### HOW TO COMPLETE THIS TASK
Your response should consist solely of the lines from the one containing "Query: white face mask" through the final line of the entries, repeated exactly.

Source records
--- START ---

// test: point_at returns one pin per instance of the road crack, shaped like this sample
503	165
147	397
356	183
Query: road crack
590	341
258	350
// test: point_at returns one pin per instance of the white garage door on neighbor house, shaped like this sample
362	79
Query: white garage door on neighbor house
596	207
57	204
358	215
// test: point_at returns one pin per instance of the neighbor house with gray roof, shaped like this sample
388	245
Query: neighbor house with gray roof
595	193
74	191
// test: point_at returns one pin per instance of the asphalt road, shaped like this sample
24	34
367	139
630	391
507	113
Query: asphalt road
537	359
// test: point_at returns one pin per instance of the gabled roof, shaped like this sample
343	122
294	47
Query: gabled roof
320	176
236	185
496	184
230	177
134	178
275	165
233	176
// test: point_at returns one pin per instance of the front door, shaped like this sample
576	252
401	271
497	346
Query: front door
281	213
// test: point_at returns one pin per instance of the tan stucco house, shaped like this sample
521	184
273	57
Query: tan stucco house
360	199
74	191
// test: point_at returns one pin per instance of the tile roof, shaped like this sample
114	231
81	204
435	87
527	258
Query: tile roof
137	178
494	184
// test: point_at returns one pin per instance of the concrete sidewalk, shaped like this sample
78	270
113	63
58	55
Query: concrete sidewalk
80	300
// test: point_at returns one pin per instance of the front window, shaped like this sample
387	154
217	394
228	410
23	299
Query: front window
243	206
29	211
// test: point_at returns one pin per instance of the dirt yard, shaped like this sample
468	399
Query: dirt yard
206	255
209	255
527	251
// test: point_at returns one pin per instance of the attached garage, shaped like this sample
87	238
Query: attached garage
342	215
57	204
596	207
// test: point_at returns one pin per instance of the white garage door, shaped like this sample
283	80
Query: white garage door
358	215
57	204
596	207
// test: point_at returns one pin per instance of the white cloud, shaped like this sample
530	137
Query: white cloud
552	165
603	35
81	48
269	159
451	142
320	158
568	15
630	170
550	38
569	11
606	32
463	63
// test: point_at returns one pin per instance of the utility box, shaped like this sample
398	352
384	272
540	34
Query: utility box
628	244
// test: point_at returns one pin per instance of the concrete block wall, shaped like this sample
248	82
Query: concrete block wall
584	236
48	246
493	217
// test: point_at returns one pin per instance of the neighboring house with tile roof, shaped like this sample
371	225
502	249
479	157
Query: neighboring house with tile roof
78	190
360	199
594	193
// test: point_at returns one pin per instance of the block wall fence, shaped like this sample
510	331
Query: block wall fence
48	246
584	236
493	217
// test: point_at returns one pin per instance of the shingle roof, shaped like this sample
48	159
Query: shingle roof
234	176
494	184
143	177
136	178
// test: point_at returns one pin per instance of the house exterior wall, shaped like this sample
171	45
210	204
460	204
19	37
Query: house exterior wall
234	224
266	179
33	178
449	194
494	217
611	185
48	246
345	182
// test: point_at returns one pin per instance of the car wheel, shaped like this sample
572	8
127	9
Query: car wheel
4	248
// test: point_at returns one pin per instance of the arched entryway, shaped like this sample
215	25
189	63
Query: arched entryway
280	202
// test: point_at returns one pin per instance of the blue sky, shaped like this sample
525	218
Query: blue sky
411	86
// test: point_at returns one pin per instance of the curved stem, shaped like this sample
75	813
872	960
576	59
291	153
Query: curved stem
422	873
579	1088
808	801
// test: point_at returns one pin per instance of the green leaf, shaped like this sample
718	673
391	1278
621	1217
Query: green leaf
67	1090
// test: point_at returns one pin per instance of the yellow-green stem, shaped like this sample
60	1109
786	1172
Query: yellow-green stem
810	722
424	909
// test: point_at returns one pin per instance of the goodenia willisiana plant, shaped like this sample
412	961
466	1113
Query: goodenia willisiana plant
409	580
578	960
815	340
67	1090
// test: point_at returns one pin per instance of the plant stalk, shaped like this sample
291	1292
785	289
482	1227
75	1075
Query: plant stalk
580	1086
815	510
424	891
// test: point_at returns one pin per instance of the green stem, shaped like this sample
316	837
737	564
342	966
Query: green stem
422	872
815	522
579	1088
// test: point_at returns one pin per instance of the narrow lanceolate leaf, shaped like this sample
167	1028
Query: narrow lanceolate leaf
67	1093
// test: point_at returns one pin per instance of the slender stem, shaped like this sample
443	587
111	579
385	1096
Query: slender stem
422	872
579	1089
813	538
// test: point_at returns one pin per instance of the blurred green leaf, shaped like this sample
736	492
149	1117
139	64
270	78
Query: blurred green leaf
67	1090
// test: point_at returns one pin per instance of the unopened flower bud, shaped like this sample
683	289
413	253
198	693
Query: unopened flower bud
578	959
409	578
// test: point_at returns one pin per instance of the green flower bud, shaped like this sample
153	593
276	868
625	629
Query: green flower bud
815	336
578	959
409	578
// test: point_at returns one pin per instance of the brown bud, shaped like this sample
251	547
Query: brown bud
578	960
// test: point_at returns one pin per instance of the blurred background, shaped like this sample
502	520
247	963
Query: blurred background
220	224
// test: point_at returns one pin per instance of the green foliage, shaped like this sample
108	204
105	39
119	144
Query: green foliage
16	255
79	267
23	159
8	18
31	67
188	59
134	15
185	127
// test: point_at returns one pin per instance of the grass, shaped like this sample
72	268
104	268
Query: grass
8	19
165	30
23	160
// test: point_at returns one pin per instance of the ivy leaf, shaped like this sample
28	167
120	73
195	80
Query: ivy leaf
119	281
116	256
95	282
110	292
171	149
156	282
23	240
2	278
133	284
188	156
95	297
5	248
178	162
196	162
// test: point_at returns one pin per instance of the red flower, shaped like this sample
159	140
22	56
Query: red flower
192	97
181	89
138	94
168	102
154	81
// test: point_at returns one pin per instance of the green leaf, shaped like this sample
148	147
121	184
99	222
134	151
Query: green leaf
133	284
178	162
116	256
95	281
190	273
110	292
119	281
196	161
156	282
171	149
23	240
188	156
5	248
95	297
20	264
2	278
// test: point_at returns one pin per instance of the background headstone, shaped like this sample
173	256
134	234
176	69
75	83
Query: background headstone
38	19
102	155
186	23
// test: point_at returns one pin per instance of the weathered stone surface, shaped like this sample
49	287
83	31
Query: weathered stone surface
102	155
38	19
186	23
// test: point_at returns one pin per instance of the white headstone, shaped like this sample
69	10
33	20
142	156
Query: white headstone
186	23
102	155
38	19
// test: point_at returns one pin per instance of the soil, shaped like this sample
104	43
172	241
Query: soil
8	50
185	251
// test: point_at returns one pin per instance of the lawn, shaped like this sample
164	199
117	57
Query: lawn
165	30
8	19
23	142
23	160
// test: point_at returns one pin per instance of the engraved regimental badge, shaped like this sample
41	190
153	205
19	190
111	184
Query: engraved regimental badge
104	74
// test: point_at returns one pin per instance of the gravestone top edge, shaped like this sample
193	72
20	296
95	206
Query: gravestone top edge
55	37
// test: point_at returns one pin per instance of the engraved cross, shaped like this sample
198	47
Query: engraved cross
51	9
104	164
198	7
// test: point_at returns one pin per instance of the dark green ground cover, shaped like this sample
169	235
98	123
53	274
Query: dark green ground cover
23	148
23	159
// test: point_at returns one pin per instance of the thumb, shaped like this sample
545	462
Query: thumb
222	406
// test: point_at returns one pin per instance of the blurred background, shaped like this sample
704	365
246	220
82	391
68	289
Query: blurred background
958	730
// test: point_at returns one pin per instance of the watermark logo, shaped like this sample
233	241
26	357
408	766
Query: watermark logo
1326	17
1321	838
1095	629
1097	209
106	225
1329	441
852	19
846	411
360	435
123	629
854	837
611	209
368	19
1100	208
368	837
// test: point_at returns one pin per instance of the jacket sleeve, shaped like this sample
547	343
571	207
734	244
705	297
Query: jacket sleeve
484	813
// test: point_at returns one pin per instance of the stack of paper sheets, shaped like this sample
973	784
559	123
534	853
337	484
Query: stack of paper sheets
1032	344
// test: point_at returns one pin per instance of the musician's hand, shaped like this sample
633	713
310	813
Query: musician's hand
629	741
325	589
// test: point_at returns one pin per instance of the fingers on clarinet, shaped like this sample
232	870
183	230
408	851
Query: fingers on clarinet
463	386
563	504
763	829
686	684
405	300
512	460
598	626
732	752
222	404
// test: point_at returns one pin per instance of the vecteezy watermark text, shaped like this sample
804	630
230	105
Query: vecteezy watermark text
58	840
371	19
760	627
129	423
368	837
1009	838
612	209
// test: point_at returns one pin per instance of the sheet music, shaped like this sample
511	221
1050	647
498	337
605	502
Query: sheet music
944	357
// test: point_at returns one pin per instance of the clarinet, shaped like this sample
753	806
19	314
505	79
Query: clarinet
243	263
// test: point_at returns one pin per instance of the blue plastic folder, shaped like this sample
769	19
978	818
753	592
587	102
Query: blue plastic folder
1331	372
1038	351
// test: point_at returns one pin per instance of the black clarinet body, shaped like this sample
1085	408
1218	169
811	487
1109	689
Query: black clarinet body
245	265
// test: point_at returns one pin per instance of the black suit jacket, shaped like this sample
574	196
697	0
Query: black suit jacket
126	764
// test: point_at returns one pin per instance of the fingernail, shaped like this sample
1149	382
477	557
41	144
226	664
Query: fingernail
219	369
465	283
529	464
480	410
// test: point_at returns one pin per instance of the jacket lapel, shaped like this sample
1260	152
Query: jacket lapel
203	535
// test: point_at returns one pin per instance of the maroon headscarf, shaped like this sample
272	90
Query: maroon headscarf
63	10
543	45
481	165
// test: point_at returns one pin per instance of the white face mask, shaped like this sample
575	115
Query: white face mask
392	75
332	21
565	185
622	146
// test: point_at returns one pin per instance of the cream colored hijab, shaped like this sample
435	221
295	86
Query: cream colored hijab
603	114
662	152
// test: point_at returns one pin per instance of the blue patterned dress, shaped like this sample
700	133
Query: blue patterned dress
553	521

--- END ---

### ANSWER SECTION
Query: white face mask
392	75
332	21
565	185
622	146
// test: point_at returns one pin per instance of the cream colored hijab, shaped like this sample
435	221
295	86
Query: cream colored hijab
603	114
662	152
// test: point_at returns one pin per instance of the blue patterned dress, shaped like this sample
700	133
Query: blue patterned dress
553	521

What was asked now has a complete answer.